Dans un contexte institutionnel évolutif , après avoir offert une première grille de lecture des programmes politiques des candidats aux présidentielles 2017, nous vous proposons une série d’entretiens d’hommes politiques et d’énergéticiens afin de croiser leurs regards sur les évolutions à venir sur le secteur de l’énergie.
Laurence Confort, en charge du pôle affaires publiques France (Lobbying législatif et réglementaire), à la délégation stratégie GRDF a accepté de se prêter à l’exercice.
Après nous avoir expliqué sa vision sur le mix énergétique à horizon 2050 et les leviers à actionner pour atteindre cet idéal, Laurence Confort explique la politique locale de GRDF, la place du numérique dans le domaine de l’énergie et aborde la thématique de la mobilité gaz.
Selon vous, quelle serait la mesure éliminatoire ou celle qui empêcherait la France d’atteindre l’objectif que vous vous fixez ?

Lignes de formes annotées
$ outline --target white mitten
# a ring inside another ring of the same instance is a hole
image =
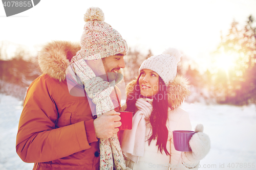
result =
[[[203,125],[198,124],[196,127],[195,131],[197,133],[194,134],[189,140],[192,152],[182,153],[183,163],[188,165],[197,165],[210,151],[210,138],[207,135],[203,133]]]

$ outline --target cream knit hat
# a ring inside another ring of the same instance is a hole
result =
[[[176,77],[177,64],[182,55],[174,48],[165,51],[163,54],[148,58],[142,63],[139,74],[143,69],[148,69],[157,73],[167,86]]]
[[[119,33],[104,21],[104,13],[100,8],[89,8],[83,19],[86,23],[80,52],[83,59],[98,59],[128,51],[126,42]]]

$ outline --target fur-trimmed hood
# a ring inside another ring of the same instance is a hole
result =
[[[71,59],[80,48],[79,42],[53,41],[47,43],[38,53],[38,64],[42,74],[60,82],[64,81]]]
[[[133,92],[136,83],[136,80],[128,83],[126,87],[126,95]],[[190,94],[189,86],[187,79],[180,76],[176,76],[173,82],[169,84],[167,91],[169,108],[174,109],[181,105],[184,100]]]

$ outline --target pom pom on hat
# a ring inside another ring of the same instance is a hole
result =
[[[84,60],[99,59],[128,51],[119,33],[104,21],[104,13],[99,8],[89,8],[83,19],[86,24],[79,53]]]
[[[174,56],[175,57],[176,64],[178,64],[178,63],[180,61],[180,58],[182,56],[178,50],[174,48],[169,48],[166,49],[163,52],[163,54],[169,54],[171,56]]]
[[[98,7],[91,7],[88,8],[83,17],[84,21],[97,20],[104,21],[105,17],[102,10]]]

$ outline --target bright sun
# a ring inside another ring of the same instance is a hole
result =
[[[223,53],[216,58],[216,66],[219,68],[227,71],[234,66],[236,57],[234,54],[229,55]]]

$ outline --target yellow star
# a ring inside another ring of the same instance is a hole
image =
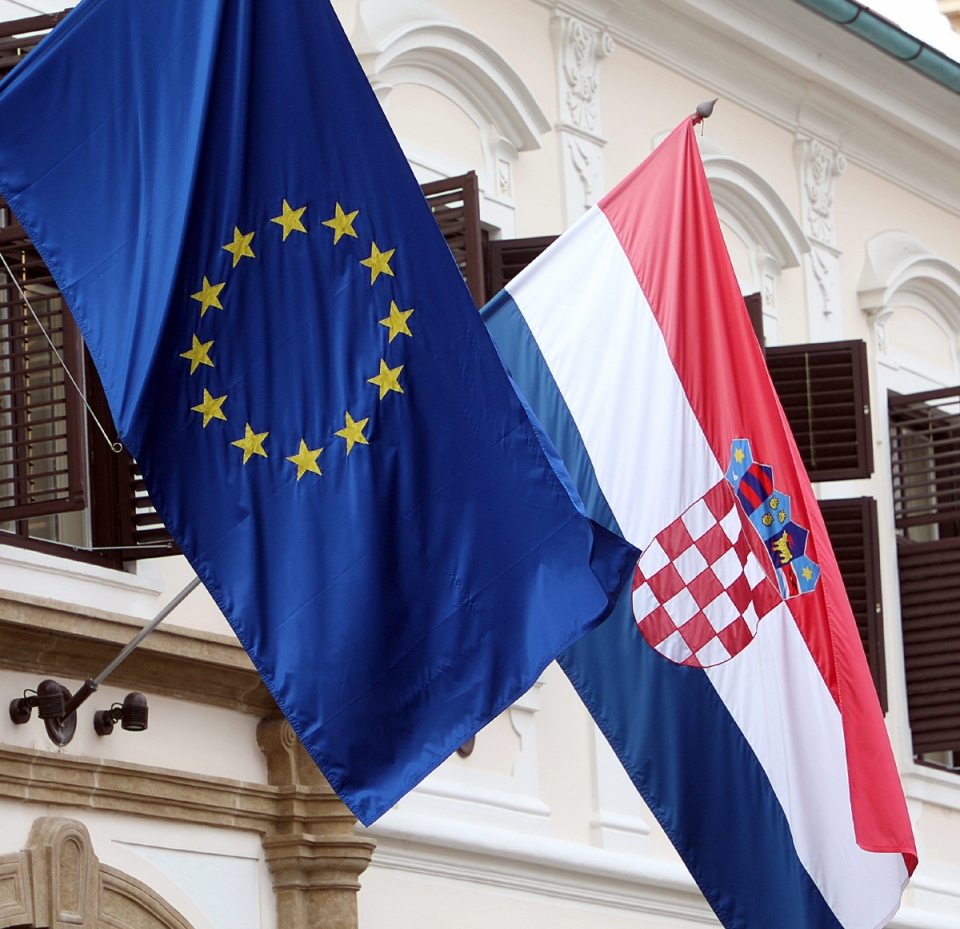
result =
[[[243,463],[246,464],[250,460],[251,455],[267,457],[267,453],[263,450],[263,440],[268,435],[270,435],[269,432],[254,432],[250,428],[250,423],[247,423],[243,438],[237,439],[236,442],[231,442],[230,444],[243,449]]]
[[[283,226],[283,241],[287,241],[287,236],[291,232],[306,232],[307,230],[303,228],[303,223],[300,222],[300,217],[303,216],[303,211],[306,209],[305,206],[300,207],[299,210],[291,209],[290,204],[286,200],[283,201],[283,212],[279,216],[274,216],[270,220],[272,223],[276,223],[278,226]]]
[[[389,342],[392,342],[401,333],[411,338],[413,333],[407,327],[407,320],[413,310],[399,310],[393,300],[390,301],[390,315],[386,319],[380,320],[381,326],[386,326],[390,330]]]
[[[210,425],[211,419],[223,419],[226,420],[226,416],[223,414],[223,401],[227,399],[227,395],[224,394],[222,397],[211,397],[210,391],[206,387],[203,388],[203,403],[197,404],[197,406],[190,407],[191,410],[195,410],[197,413],[203,413],[203,428],[206,429]]]
[[[223,250],[233,255],[234,267],[237,266],[237,262],[241,258],[257,257],[253,254],[253,249],[250,248],[250,243],[253,241],[254,235],[256,235],[256,232],[248,232],[244,235],[236,226],[233,227],[233,241],[224,245]]]
[[[206,276],[203,278],[203,290],[198,290],[195,294],[190,294],[191,299],[200,301],[200,318],[203,319],[204,314],[210,307],[215,306],[218,310],[222,310],[223,307],[220,305],[220,291],[226,286],[226,283],[223,284],[211,284]]]
[[[377,248],[376,242],[371,243],[370,257],[360,260],[360,264],[366,265],[370,269],[371,284],[381,274],[389,274],[390,277],[393,277],[393,271],[390,270],[390,259],[393,257],[395,251],[395,248],[391,248],[385,252],[381,252],[380,249]]]
[[[400,383],[397,380],[400,377],[400,372],[402,370],[403,365],[400,365],[399,368],[388,368],[387,363],[381,358],[380,373],[376,377],[368,377],[367,381],[371,384],[376,384],[377,387],[380,388],[381,400],[391,390],[395,390],[398,394],[402,394],[403,388],[400,386]]]
[[[317,465],[317,458],[320,457],[322,451],[322,448],[315,448],[311,451],[307,448],[307,443],[303,439],[300,440],[300,451],[287,458],[287,461],[292,461],[297,466],[298,481],[307,471],[312,471],[314,474],[323,474]]]
[[[213,345],[213,340],[209,342],[201,342],[196,335],[193,337],[193,345],[190,348],[189,352],[181,352],[181,358],[190,359],[190,373],[193,374],[197,368],[202,365],[209,365],[211,368],[214,366],[213,362],[210,360],[210,346]]]
[[[353,446],[359,442],[361,445],[369,445],[366,436],[363,434],[363,430],[366,428],[367,423],[370,422],[370,418],[361,419],[359,422],[354,422],[353,417],[349,413],[345,413],[346,425],[339,431],[335,432],[334,435],[340,436],[341,439],[347,440],[347,454],[349,455],[353,449]]]
[[[333,230],[334,245],[340,241],[341,236],[349,235],[353,236],[353,238],[357,237],[357,234],[353,231],[353,221],[357,218],[357,213],[359,212],[359,210],[354,210],[352,213],[344,213],[343,207],[338,203],[333,219],[325,219],[323,221],[324,226],[329,226]]]

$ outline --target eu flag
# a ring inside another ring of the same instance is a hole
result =
[[[0,192],[151,499],[364,823],[615,602],[324,0],[84,0]]]

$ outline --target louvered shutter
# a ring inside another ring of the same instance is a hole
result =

Travail demandé →
Réécrivez sous forme de liste le paragraphe de l'extrait source qui commence par « Après nous avoir expliqué », en conservant ses informations principales. Les lignes forment un matériau indépendant de l'extrait source.

Corrigé →
- Laurence Confort a d'abord exposé sa vision du mix énergétique à l'horizon 2050 et les leviers à actionner pour l'atteindre.
- Elle explique la politique locale de GRDF.
- Elle traite de la place du numérique dans le domaine de l'énergie.
- Elle aborde la mobilité gaz.